* **Esercizio da svolgere**: Ricopia per intero il brano da leggere sul romanzo Divorzio di velluto, senza cambiare nulla.

* **Brano da leggere**:
· · · ·

Il 1° gennaio 1993 il famoso divorzio di velluto separa Slovacchia e Repubblica Ceca, segnando la fine della Cecoslovacchia. «Le due non si erano mai veramente amalgamate» riporta Jana Karšaiová nel suo primo romanzo. Proposto al Premio Strega 2022 da Gad Lerner, secondo cui «vi si trova inscritto il fascino del nuovo romanzo europeo», Divorzio di velluto (Feltrinelli, 2022)(acquista) porta il titolo di una divisione politica che riflette la separazione tra la protagonista e il marito. Una trovata metaforica che suggerisce quanto i paesi somiglino incredibilmente alle persone.

· · · ·

* **Dati raccolti**:
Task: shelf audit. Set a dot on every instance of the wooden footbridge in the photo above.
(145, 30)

· · · ·

* **Soluzione proposta**:
Il 1° gennaio 1993 il famoso divorzio di velluto separa Slovacchia e Repubblica Ceca, segnando la fine della Cecoslovacchia. «Le due non si erano mai veramente amalgamate» riporta Jana Karšaiová nel suo primo romanzo. Proposto al Premio Strega 2022 da Gad Lerner, secondo cui «vi si trova inscritto il fascino del nuovo romanzo europeo», Divorzio di velluto (Feltrinelli, 2022)(acquista) porta il titolo di una divisione politica che riflette la separazione tra la protagonista e il marito. Una trovata metaforica che suggerisce quanto i paesi somiglino incredibilmente alle persone.